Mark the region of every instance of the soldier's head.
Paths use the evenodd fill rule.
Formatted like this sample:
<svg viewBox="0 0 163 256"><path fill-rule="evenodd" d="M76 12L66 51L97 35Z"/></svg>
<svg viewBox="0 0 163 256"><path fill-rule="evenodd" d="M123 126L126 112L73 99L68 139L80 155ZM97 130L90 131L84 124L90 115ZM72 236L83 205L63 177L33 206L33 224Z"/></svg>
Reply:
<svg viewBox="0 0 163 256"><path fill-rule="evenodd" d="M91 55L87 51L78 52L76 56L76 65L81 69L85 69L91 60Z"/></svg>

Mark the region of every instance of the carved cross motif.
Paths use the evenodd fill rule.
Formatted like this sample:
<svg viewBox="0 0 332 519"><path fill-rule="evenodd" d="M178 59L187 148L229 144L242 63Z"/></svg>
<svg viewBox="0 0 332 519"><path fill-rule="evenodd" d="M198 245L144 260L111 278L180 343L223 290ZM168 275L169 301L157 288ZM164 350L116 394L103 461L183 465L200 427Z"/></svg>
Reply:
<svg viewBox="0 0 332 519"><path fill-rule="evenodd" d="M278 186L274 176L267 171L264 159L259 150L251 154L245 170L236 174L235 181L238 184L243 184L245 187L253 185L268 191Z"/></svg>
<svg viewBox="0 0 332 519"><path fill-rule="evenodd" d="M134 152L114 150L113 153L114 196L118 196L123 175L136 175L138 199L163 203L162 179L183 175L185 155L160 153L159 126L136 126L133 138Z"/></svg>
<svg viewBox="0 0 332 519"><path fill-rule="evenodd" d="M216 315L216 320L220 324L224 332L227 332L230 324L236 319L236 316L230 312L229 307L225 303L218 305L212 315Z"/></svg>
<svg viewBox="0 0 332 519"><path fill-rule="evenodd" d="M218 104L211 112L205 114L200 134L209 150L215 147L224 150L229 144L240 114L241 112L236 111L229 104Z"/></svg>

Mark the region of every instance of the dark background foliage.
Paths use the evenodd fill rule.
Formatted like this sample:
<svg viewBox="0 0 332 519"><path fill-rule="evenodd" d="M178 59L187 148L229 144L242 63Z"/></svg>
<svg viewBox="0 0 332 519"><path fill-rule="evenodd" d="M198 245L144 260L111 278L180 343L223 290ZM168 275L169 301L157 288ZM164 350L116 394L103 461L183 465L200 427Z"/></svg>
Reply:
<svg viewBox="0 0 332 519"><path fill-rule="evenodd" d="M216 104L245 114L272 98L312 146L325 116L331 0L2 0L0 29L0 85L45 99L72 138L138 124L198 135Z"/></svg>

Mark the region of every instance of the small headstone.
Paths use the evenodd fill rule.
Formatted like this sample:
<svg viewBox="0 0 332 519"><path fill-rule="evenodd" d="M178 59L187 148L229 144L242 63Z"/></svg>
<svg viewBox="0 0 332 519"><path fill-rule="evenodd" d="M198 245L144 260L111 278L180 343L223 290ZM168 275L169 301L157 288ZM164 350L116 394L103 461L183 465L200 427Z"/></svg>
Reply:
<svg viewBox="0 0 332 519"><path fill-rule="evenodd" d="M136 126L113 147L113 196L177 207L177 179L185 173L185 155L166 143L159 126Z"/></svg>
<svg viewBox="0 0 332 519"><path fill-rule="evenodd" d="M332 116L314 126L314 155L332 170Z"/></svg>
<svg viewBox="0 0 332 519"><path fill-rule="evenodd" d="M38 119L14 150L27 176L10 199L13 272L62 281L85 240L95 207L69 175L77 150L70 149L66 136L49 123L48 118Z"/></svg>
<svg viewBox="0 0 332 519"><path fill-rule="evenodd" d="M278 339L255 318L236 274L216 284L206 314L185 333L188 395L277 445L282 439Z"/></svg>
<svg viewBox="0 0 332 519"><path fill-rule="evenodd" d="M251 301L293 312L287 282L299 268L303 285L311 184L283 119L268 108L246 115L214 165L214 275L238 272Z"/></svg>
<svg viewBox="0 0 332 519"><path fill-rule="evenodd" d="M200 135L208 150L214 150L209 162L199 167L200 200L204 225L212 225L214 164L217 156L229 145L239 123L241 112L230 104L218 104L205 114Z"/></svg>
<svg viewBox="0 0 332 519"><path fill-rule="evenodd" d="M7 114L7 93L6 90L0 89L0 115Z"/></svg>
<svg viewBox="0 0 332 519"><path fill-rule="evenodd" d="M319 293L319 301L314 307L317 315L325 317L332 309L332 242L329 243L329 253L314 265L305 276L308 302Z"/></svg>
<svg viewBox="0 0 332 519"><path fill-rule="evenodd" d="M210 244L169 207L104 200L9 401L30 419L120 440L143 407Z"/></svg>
··········
Task statement:
Reproduce the lines word for word, starting at the one holding "Mark the region of every instance of the small" and ending at the final line of the material above.

Exercise output:
Mark the region of every instance of the small headstone.
Paths use the evenodd fill rule.
Formatted like this sample:
<svg viewBox="0 0 332 519"><path fill-rule="evenodd" d="M178 59L187 148L229 144L242 63Z"/></svg>
<svg viewBox="0 0 332 519"><path fill-rule="evenodd" d="M198 245L144 260L111 278L180 343L223 290ZM168 275L169 301L157 288ZM164 350L116 394L103 461L183 465L200 427Z"/></svg>
Reply:
<svg viewBox="0 0 332 519"><path fill-rule="evenodd" d="M136 126L113 147L113 196L177 207L177 179L185 173L185 155L166 143L159 126Z"/></svg>
<svg viewBox="0 0 332 519"><path fill-rule="evenodd" d="M332 116L314 126L314 155L332 170Z"/></svg>
<svg viewBox="0 0 332 519"><path fill-rule="evenodd" d="M38 119L14 150L27 176L10 199L13 272L62 281L85 240L95 207L69 175L77 150L70 149L66 136L49 123L48 118Z"/></svg>
<svg viewBox="0 0 332 519"><path fill-rule="evenodd" d="M278 339L255 318L236 274L216 284L206 314L185 333L188 395L277 445L282 439Z"/></svg>
<svg viewBox="0 0 332 519"><path fill-rule="evenodd" d="M251 301L293 312L287 282L299 268L303 285L311 184L283 119L268 108L246 115L214 165L214 275L238 272Z"/></svg>
<svg viewBox="0 0 332 519"><path fill-rule="evenodd" d="M200 135L208 150L214 150L209 162L199 167L200 200L204 225L212 225L214 164L217 156L229 145L239 123L241 112L230 104L218 104L205 114Z"/></svg>
<svg viewBox="0 0 332 519"><path fill-rule="evenodd" d="M7 114L7 93L6 90L0 89L0 115Z"/></svg>
<svg viewBox="0 0 332 519"><path fill-rule="evenodd" d="M319 293L319 301L314 307L317 315L325 317L332 309L332 242L329 243L329 253L314 265L305 276L308 302Z"/></svg>
<svg viewBox="0 0 332 519"><path fill-rule="evenodd" d="M210 244L169 207L104 200L9 401L30 419L120 440L143 407Z"/></svg>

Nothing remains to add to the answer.